Give every line of the material again, exactly as written.

[Items listed in a dataset]
__________
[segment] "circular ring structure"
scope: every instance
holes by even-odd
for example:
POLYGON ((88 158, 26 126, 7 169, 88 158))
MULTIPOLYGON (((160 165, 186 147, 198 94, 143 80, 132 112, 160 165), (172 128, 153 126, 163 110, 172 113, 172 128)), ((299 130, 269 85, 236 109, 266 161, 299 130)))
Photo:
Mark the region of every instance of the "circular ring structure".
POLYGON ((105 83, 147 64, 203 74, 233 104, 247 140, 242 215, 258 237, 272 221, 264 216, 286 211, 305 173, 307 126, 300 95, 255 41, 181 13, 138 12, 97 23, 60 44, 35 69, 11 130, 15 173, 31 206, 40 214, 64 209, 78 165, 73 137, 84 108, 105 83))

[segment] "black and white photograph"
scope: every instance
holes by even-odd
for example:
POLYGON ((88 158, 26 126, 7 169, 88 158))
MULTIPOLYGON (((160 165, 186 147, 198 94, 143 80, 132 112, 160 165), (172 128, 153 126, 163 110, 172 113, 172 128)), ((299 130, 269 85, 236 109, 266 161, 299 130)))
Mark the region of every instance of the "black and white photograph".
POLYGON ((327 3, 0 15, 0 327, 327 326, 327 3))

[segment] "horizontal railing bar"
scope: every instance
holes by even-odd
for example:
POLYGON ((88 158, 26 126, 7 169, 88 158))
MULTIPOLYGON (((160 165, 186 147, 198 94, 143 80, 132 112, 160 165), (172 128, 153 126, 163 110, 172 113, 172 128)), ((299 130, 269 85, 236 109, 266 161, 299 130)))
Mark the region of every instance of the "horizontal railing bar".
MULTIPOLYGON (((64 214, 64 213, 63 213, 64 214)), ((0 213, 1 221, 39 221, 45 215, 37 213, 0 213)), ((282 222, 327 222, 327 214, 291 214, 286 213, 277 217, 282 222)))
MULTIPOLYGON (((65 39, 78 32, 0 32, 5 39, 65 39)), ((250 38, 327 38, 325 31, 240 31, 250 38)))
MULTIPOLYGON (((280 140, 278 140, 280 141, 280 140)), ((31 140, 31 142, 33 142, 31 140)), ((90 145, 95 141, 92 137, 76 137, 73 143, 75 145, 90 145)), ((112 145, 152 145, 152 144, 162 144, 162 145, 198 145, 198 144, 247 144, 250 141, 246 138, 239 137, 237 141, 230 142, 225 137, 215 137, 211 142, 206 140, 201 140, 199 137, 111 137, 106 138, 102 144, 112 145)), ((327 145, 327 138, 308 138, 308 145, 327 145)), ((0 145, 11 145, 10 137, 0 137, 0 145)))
__________
Exercise output.
[segment] "circular ring structure"
scope: every instance
holes by even-odd
for example:
POLYGON ((88 158, 26 126, 7 169, 88 158))
MULTIPOLYGON (((160 165, 186 147, 198 94, 143 80, 132 112, 160 165), (172 128, 153 126, 163 110, 172 113, 172 128)), ((299 130, 269 85, 236 109, 266 161, 299 130)))
Photo:
Mark the region of every instance of the "circular ring structure".
POLYGON ((105 83, 147 64, 203 74, 233 104, 247 140, 242 215, 258 237, 272 221, 264 216, 286 211, 305 173, 307 126, 300 95, 255 41, 181 13, 138 12, 97 23, 60 44, 35 69, 11 130, 15 173, 31 206, 40 214, 64 209, 78 165, 73 137, 84 108, 105 83))

[segment] "black and white photograph"
scope: every instance
holes by even-odd
for example:
POLYGON ((88 158, 26 126, 7 169, 88 158))
MULTIPOLYGON (((160 165, 186 147, 198 94, 143 80, 132 112, 160 165), (172 128, 153 126, 163 110, 172 113, 172 128)), ((299 130, 269 85, 236 109, 266 161, 299 130)))
Mark the region of every instance of the "black and white photograph".
POLYGON ((327 3, 0 15, 0 327, 327 326, 327 3))

[segment] "horizontal railing bar"
scope: every instance
holes by even-odd
for example:
POLYGON ((88 158, 26 126, 7 169, 88 158))
MULTIPOLYGON (((160 165, 186 147, 198 94, 143 80, 132 112, 160 165), (172 128, 153 126, 163 110, 172 113, 172 128)), ((299 130, 269 85, 236 109, 266 161, 299 130)))
Mark the region of every instance of the "horizontal railing bar".
MULTIPOLYGON (((64 214, 64 213, 63 213, 64 214)), ((0 213, 1 221, 39 221, 45 215, 37 213, 0 213)), ((282 222, 327 222, 327 214, 291 214, 286 213, 277 217, 282 222)))
MULTIPOLYGON (((65 39, 78 32, 0 32, 5 39, 65 39)), ((250 38, 327 38, 325 31, 240 31, 250 38)))
MULTIPOLYGON (((280 140, 278 140, 280 141, 280 140)), ((31 140, 31 142, 33 142, 31 140)), ((90 145, 95 141, 92 137, 76 137, 73 143, 75 145, 90 145)), ((112 145, 152 145, 152 144, 162 144, 162 145, 198 145, 198 144, 247 144, 250 141, 246 138, 239 137, 237 141, 230 142, 225 137, 215 137, 211 142, 206 140, 201 140, 199 137, 111 137, 106 138, 102 144, 112 145)), ((327 145, 327 138, 308 138, 308 145, 327 145)), ((0 145, 11 145, 10 137, 0 137, 0 145)))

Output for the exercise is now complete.